§ Aim of the task:
Every single entry needs to appear again exactly as given.
• • •
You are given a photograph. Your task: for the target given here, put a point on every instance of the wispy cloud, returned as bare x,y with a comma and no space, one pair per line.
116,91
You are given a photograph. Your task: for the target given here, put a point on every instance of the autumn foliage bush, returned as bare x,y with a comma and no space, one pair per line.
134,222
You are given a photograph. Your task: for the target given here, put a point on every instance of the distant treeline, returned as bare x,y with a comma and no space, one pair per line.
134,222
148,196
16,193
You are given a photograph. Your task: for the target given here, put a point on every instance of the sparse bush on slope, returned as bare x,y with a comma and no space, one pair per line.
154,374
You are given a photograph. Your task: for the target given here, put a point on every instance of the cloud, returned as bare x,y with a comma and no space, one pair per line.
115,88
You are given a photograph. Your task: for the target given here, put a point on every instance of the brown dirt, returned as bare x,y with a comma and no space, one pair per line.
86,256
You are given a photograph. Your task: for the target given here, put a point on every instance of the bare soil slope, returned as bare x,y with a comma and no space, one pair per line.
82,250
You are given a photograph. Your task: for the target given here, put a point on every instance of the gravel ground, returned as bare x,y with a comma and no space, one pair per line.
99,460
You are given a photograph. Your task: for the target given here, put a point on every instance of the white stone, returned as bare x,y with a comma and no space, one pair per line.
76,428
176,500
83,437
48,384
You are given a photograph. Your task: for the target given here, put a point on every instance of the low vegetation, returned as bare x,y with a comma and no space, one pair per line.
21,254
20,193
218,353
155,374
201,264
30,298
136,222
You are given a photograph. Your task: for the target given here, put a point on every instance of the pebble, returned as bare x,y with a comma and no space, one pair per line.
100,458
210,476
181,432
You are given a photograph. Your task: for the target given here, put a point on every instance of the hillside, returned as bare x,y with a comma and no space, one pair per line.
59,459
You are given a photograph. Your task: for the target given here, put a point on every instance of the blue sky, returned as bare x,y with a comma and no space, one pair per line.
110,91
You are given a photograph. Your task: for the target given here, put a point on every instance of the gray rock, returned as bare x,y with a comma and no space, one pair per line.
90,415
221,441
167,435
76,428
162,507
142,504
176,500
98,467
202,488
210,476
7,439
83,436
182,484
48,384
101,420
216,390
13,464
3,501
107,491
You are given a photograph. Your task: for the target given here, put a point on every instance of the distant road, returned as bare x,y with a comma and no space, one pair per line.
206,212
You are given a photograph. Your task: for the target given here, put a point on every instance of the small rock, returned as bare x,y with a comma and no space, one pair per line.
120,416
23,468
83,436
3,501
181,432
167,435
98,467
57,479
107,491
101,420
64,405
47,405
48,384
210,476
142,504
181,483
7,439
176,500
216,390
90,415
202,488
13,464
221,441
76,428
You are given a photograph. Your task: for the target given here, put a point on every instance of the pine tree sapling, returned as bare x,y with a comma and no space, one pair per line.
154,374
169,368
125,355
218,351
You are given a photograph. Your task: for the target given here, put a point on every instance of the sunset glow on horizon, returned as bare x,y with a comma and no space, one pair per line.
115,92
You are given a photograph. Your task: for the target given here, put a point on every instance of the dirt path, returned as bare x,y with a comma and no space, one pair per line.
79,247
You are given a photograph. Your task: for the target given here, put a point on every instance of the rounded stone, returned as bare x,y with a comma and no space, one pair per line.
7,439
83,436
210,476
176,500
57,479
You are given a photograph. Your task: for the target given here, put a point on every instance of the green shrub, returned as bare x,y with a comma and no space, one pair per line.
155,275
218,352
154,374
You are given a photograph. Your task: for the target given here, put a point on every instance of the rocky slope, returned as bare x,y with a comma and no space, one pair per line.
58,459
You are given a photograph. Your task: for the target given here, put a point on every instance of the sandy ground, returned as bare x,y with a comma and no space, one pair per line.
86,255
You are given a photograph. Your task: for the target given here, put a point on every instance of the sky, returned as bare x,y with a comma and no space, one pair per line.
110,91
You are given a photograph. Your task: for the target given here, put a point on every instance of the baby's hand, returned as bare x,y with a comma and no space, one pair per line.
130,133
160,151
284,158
• • •
§ Answer box:
You are given a photograph. Your task: for the target given here, put a point on every instance of the wispy cloud, returned as bare x,y with a comma and no space, one pair per line.
116,91
You are given a photograph. Your task: for the target given here, put a point on every instance of the autumn foliage bush, returned as bare x,y with a comma and no space, one pair per line.
134,222
You are given a photograph. Your task: for the target given here, put a point on every instance of the distant treeline, returned as bare x,y with a comma and no space, one pair per line.
134,222
148,196
16,193
You are given a photograph. Your task: for the target given here, put a point on every instance of the sparse bush on slope, returned as bare x,y with a comma and no space, one pair per line.
154,374
You are given a photograph. Your task: for the target given here, put a point on every instance of the cloud, returned as bare x,y with a comma and no space, one pair per line.
115,88
You are given a photograph. Your task: for the target given here, put a point on every instance of the brown dirt, returned as bare x,y with a comma and no space, one pair per line.
86,256
You are given a photograph. Your task: for the target given here, put a point on every instance of the bare soil slope, returned as bare x,y with a comma and no space, one pair per line.
82,250
You are given a photograph. Your task: for the target given here, put a point on every instance of the gravel ground, returned as bare x,y with a comma and no space, one pair per line.
99,460
You are given a photograph. Your task: for the target given here, put a point on every instance of the white stone, returned as bare x,y with a comma and no space, one pair per line.
76,428
176,500
83,437
48,384
You are given a photograph. Your task: for the target given here, put a point on every instance of the low vegetation, returned as bare x,y with a comma and no space, one pair per line.
21,254
20,193
218,353
155,374
201,264
30,298
136,222
You are given a photograph. Your task: for the target given here, put a point on every instance of the pebble, returned as bare x,y with a comma and no space, one pair per line.
100,458
210,476
181,432
You are given a photograph. Your task: for the target given here, put a point on every instance of the hillside, returned as bare x,y with a comma and no space, one pair per line.
59,459
You are given a photograph. Your task: for the target given here, put a point on every instance of the blue sky, returned as bare x,y with a comma and no space, one pair per line.
110,91
You are given a photograph. Your task: for the target given here, put a point on every instance of the gray rock, returned as bare x,y with a comma and no space, one pair per line.
90,415
221,441
167,435
76,428
162,507
142,504
176,500
98,467
202,488
210,476
7,439
83,436
182,484
48,384
101,420
216,390
13,464
3,501
107,491
You are given a photograph. Your task: for the target given here, put a point on every instance of the distant road, returned as bare x,y with a comma and no space, one pair per line.
206,212
You are given a photograph. Your task: for the target given here, put a point on every instance of the small rock, returned as bare x,y with a comma and no space, one pair per line.
120,416
23,468
83,436
3,501
181,432
167,435
98,467
57,479
107,491
101,420
64,405
47,405
48,384
210,476
142,504
181,483
7,439
176,500
216,390
90,415
202,488
13,464
221,441
76,428
You are given a photograph. Your task: for the target given here, put a point on every instance of the pine tree sapling, returned as bare x,y with a comma and no space, one pair per line.
154,374
169,368
125,355
218,351
You are given a photograph. Your task: for the target given here, put a point on every instance of the sunset glow on horizon, returned as bare x,y with a comma and no space, one pair per line.
115,92
You are given a photograph. Your task: for the target given here, put a point on every instance of the dirt path, returned as bare x,y with a comma and no space, one pair per line.
79,247
You are given a photograph. Your task: for the target given here, put a point on every instance of the rounded stone, returned as bare x,y with a comma and no space, one pair per line.
7,439
83,436
210,476
176,500
57,479
You are given a photograph. Your task: for the target given here, put a point on every instance of the green shrub, returned as bare x,y with a comma and no space, one pair per line.
155,275
218,352
154,374
You are given a photograph. Your task: for the target given here, put a point on every instance of the rocky slope, returned as bare x,y with a comma and no space, one pair per line.
58,459
You are given a photograph. Your task: for the target given here, put a point on every instance of the sandy ground, returned as bare x,y with a comma and no space, one pair per line.
86,255
You are given a photograph. Your task: for the target given here, put a point on every instance of the sky, returned as bare x,y with a comma and no space, one pair per line.
110,91
You are given a photograph. Your task: for the target given here, put a point on every instance of the baby's hand, returned as bare x,y with a comma and no space, one pair per line.
130,133
160,151
284,158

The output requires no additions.